**OBJECTIF DE L'EXERCICE**: Recopiez mot pour mot, dans l'extrait du document sur la visite du pape au Chili, le passage allant de « Une mobilisation se » jusqu'à « professeurs, Antonio Bentué. » inclus.

**EXTRAIT DU DOCUMENT**:

______

Par Régine et Guy Ringwald
C’est une situation difficile qui attend le Pape François au Chili, où il se rend en visite du 15 au 18 janvier. Si les problèmes politiques et humains du pays l’amènent à visiter des points sensibles, l’Église qu’il va rencontrer est largement discréditée et se trouve en état de crise [1].
Une mobilisation se prépare pour dénoncer les scandales qui ont amené l’Église chilienne à cette situation.
Un point de fixation reste le cas non résolu d’Osorno [2], où l’évêque Barros reste sourd aux appels à renoncer et sur lequel la position du pape n’a jusqu’ici pas bougé. On pourra lire ci-dessous une très belle lettre que vient d’adresser à Juan Barros un de ses anciens professeurs, Antonio Bentué.
Devant le refus persistant de la hiérarchie d’entendre les représentants de “l’Église peuple de Dieu”, des manifestations sont organisées. Mercredi 3 janvier, le Comité Oscar Romero avait convié les journalistes à un point de presse auquel étaient invités également les laïcs, prêtres et religieux qui dénoncent la situation. Une position s’est dégagée pour présenter aux évêques un “Pacte de Conversion Pastorale”, fortement inspiré du “Pacte des Catacombes”. Celui-ci avait constitué, en marge du Concile Vatican II, un manifeste des évêques latino-américains qui s’engageaient à mener une vie pauvre et dans une grande proximité avec le peuple.

______

**EXTRAIT DE DONNÉES**:
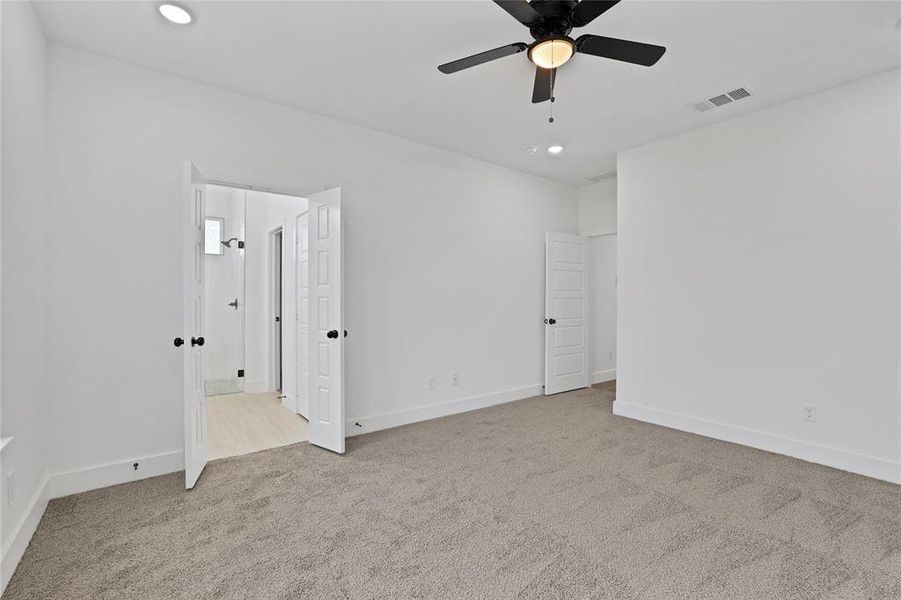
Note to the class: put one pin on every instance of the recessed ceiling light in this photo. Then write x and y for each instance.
(176, 14)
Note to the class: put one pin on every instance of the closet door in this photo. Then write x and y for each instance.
(326, 321)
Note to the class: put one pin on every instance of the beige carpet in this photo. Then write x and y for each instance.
(543, 498)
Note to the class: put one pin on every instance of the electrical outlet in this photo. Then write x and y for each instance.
(10, 487)
(810, 412)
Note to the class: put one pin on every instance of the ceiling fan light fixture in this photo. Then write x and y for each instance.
(550, 53)
(175, 13)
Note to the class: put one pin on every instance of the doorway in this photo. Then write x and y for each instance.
(276, 281)
(276, 240)
(245, 369)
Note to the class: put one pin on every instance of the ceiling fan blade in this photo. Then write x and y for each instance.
(544, 84)
(481, 58)
(587, 11)
(624, 50)
(520, 10)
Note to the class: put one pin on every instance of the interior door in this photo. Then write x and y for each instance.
(277, 310)
(326, 321)
(302, 320)
(566, 360)
(195, 396)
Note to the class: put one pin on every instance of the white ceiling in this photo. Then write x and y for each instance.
(374, 63)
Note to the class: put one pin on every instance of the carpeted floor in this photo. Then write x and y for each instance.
(543, 498)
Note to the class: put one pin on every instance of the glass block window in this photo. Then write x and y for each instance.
(213, 228)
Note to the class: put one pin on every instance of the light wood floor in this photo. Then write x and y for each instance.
(243, 423)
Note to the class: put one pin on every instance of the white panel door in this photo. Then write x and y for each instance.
(326, 321)
(302, 319)
(566, 360)
(195, 396)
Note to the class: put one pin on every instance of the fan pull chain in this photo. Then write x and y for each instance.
(551, 86)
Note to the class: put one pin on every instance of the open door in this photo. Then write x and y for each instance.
(566, 364)
(195, 395)
(326, 325)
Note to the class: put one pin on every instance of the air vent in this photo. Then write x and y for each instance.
(603, 177)
(720, 100)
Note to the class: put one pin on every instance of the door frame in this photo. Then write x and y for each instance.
(276, 309)
(186, 203)
(551, 317)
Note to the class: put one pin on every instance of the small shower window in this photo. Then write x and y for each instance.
(213, 228)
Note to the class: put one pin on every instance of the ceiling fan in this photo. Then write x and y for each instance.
(550, 23)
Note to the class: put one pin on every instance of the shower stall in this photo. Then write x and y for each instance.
(225, 306)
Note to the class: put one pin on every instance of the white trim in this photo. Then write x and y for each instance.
(845, 460)
(105, 475)
(433, 411)
(603, 376)
(24, 531)
(275, 242)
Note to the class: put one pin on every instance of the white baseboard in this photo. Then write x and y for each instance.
(99, 476)
(433, 411)
(24, 531)
(871, 466)
(602, 376)
(74, 482)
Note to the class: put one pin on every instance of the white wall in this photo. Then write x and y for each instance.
(443, 273)
(265, 213)
(24, 291)
(603, 307)
(597, 208)
(758, 272)
(597, 219)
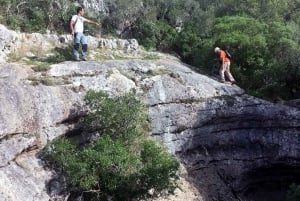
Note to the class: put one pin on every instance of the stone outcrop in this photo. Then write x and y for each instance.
(233, 146)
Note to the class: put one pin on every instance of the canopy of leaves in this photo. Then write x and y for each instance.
(122, 163)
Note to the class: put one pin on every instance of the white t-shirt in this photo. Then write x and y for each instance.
(78, 20)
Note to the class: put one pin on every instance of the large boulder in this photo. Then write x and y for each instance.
(225, 138)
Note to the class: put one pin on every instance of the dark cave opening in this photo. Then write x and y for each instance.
(269, 183)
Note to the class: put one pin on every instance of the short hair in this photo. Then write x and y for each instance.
(80, 8)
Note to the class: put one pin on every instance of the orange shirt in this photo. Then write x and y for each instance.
(223, 56)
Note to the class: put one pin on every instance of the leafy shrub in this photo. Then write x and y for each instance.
(115, 165)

______

**RÉPONSE ATTENDUE**:
Une mobilisation se prépare pour dénoncer les scandales qui ont amené l’Église chilienne à cette situation.
Un point de fixation reste le cas non résolu d’Osorno [2], où l’évêque Barros reste sourd aux appels à renoncer et sur lequel la position du pape n’a jusqu’ici pas bougé. On pourra lire ci-dessous une très belle lettre que vient d’adresser à Juan Barros un de ses anciens professeurs, Antonio Bentué.